• Work instructions:
1. Answer these questions from the blog post:
(a) For how long did the group playtest the prototype last Sunday?
(b) According to Zak, what edition of 40k was the game they played last summer, apart from the psychology rules?
(c) In the first comment, what does the commenter's ten-year-old son love?
2. In the blog post, why does Sam say the game played last summer was better than the original Warhammer 40k?

··· Quoted text

Thursday, February 24, 2011

The Entire Old School Renaissance Explained

So my friend is writing a game. It's interesting and good, but it still has some rules kinks to work out. We sat around and playtested the prototype for a few hours last Sunday, then, because we're us, sat around for a few more hours talking about things that could be done with it, as well as, incidentally and also because we're us, every other game ever written.

Sam: "...and that's the reason I hate 40k and I haven't played Warhammer 40k in years."

Zak: "You have played Warhammer 40k, we played it last summer, we had a good time, you kept coming back."

S: "That wasn't Warhammer 40k!"

Z: "Yes it was, I mean, aside from the psychology rules, that was pretty much straight-up Rogue Trader first edition 40k."

S: "It was a bunch of pieces of paper scribbled with what you remembered from playing Warhammer 40k 15 years ago. And, actually, it was a way better game than the original. It had all the bits that didn't work filed off."

Z: "So maybe that's what you should do with your game: play it with a twelve-year-old, then take away the rules, wait a decade, then ask him to write down all the rules he remembers from scratch. Then you'll have an awesome game."

S: "I'm sold."


  1. I like that. I think it's very true.

    My ten year-old son loves 4e. Hmm. Perhaps I should lock all of the 4e stuff in a box for a decade. You know - for research. Yeah. That's the ticket.

    - Ark

  2. HAHAHA!

    That's awesome :)

    Longest play test in history :)

  3. Right on. You've nailed what's cool about what's going on right now, without having to mention anything about any editions, publishers, etc., and not having to pay a Joesky tribute. In less than 4000 words. Jolly good.

······
··· Given material

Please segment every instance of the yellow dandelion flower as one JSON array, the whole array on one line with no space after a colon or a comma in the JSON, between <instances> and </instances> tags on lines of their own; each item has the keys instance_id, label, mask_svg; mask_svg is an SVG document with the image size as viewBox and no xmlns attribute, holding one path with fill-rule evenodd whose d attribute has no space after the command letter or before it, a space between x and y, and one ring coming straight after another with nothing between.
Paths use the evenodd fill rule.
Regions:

······

• Task answers:
1.
(a) A few hours.
(b) Rogue Trader first edition 40k.
(c) 4e.

2. Sam says it was built from what Zak remembered of playing Warhammer 40k 15 years earlier. Because of that, all the bits that didn't work had been filed off.